• **Extract to read**:
################
JUSTICE FOR GENES!
The United States Supreme Court issued its unanimous decision today — freeing the naturally occurring BRCA genes from Myriad’s patents. Quoting from Lyle Denniston on the SCOTUS BLOG:
Pronouncing what may seem like a patent truism, the Supreme Court ruled unanimously on Thursday that biotech researchers have to create something to get monopoly protection to study and apply the phenomenon. Because Myriad Genetics, Inc., “did not create anything,” the Court struck down its patent on isolating human genes from the bloodstream, unchanged from their natural form. Because Myriad did create a synthetic form of the genes, however, that could be eligible for a patent, the Court concluded.
The decision was a major blow to a company that believed it had a right to be the sole user and analyst of two human genes that show a high risk, for women found to have them in their blood, of breast and ovarian cancer. But the ruling will give medical and scientific researchers, and family doctors, greater opportunity to help women patients discover their potential vulnerability to those types of cancer.
Long before Myriad thought about trying to patent the gene, genius geneticist Dr. Mary Claire King discovered after years and years of research what many women around the world knew: something deadly was being passed down in their families. The amazing story of one of those women, Annie Parker of Toronto Canada, and the work of Dr. Mary Claire King, are brilliantly, warmly, compassionately, and even sometimes humorously told in the movie Decoding Annie Parker by Steven Bernstein. In a tribute to all women who fight this battle every day, the filmmakers granted BRCA Gene Awareness, Inc., this non-profit, the opportunity to show the film around the world until mid-October to raise awareness and money to save women and their families from the scourge of breast cancer.
################
• **Natural-language object grounding data**:
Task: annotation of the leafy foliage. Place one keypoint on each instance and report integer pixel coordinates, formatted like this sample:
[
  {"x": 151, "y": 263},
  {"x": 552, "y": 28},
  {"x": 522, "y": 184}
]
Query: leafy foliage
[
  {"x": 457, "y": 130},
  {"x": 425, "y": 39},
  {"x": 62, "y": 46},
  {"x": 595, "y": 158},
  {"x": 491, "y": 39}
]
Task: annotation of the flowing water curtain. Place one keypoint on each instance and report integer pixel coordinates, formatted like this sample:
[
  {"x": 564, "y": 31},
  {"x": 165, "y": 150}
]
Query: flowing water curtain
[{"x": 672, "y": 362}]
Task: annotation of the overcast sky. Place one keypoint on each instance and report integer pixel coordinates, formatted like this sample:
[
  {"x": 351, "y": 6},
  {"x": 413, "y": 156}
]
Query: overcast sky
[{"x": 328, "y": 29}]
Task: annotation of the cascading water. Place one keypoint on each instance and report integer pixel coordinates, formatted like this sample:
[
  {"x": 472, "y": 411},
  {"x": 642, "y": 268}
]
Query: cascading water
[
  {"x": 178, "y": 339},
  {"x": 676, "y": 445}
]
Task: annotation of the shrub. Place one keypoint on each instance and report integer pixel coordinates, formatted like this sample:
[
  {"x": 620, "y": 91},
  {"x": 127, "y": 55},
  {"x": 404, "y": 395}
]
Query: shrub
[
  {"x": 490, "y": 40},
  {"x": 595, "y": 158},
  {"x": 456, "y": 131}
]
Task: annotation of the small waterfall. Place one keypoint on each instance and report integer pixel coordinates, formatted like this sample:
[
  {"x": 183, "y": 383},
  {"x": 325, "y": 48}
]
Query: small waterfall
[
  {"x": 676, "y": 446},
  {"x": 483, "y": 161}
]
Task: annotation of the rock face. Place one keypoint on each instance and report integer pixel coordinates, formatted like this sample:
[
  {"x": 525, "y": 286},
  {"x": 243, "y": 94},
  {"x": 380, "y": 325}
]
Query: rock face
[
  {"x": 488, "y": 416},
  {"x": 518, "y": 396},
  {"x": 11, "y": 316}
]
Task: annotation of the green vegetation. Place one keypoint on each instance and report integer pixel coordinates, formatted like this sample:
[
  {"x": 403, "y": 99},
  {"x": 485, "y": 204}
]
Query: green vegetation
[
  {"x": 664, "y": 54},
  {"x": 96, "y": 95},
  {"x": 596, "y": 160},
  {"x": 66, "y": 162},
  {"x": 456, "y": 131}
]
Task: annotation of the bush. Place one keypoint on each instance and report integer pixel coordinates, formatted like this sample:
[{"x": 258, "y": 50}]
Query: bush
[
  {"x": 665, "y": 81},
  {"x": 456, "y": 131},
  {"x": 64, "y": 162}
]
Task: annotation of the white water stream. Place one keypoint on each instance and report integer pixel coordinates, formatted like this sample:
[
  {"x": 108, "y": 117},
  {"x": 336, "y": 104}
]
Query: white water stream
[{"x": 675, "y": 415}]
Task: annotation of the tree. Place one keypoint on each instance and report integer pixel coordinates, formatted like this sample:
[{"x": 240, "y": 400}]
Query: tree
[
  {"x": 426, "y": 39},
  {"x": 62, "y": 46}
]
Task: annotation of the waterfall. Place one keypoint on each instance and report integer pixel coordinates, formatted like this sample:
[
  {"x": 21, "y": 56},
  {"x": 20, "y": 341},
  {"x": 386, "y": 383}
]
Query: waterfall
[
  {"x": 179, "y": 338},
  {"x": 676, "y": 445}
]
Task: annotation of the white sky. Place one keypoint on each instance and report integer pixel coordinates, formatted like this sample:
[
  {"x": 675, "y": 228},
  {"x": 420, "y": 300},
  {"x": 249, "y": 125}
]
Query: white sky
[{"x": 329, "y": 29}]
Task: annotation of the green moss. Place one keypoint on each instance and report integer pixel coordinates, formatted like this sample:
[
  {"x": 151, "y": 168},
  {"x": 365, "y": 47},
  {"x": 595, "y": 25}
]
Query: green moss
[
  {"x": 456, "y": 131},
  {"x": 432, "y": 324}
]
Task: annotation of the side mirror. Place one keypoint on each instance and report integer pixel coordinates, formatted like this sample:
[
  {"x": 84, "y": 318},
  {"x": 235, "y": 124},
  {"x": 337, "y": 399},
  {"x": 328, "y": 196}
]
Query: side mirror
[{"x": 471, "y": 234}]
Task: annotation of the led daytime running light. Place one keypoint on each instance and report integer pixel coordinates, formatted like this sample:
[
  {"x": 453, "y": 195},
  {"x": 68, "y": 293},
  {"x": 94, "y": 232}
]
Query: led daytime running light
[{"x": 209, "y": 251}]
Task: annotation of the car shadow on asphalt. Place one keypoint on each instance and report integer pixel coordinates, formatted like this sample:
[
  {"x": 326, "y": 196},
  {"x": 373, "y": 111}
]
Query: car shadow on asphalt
################
• **Directions**:
[a] According to the post on the BRCA gene ruling, what city is Annie Parker from?
[b] Return the passage of the BRCA gene ruling post from "JUSTICE FOR GENES!" up to and including "the Court concluded.", unchanged.

• **Exercise solutions**:
[a] Toronto, Canada

[b]
JUSTICE FOR GENES!
The United States Supreme Court issued its unanimous decision today — freeing the naturally occurring BRCA genes from Myriad’s patents. Quoting from Lyle Denniston on the SCOTUS BLOG:
Pronouncing what may seem like a patent truism, the Supreme Court ruled unanimously on Thursday that biotech researchers have to create something to get monopoly protection to study and apply the phenomenon. Because Myriad Genetics, Inc., “did not create anything,” the Court struck down its patent on isolating human genes from the bloodstream, unchanged from their natural form. Because Myriad did create a synthetic form of the genes, however, that could be eligible for a patent, the Court concluded.